● Problem details
Pictures aside, print all of the data below exactly as written.
(Records supplied begins)
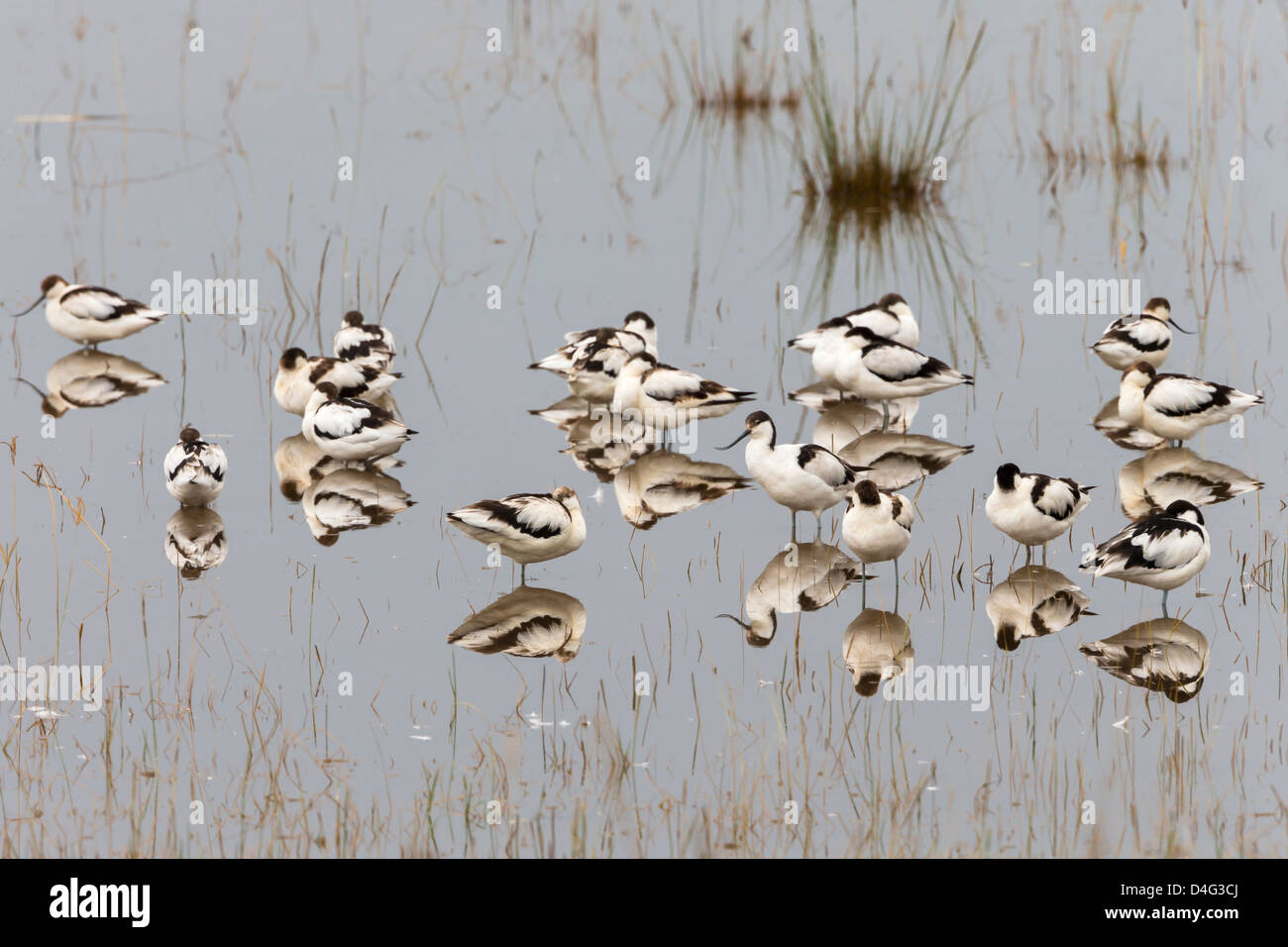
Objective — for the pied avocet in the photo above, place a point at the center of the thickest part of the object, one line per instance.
(666, 397)
(364, 343)
(297, 375)
(800, 476)
(1145, 338)
(638, 334)
(90, 315)
(351, 428)
(1160, 552)
(1177, 406)
(194, 470)
(1033, 509)
(877, 527)
(593, 375)
(526, 527)
(889, 317)
(885, 369)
(Records supplied ends)
● Written solution
Objective — for the pied avocet in the photo above, place a point at the center of the thickest part of the object, one line per instance.
(666, 397)
(364, 343)
(297, 375)
(800, 476)
(1145, 338)
(638, 334)
(90, 315)
(351, 428)
(1160, 552)
(1177, 406)
(194, 470)
(1033, 509)
(877, 527)
(593, 375)
(526, 527)
(889, 317)
(885, 369)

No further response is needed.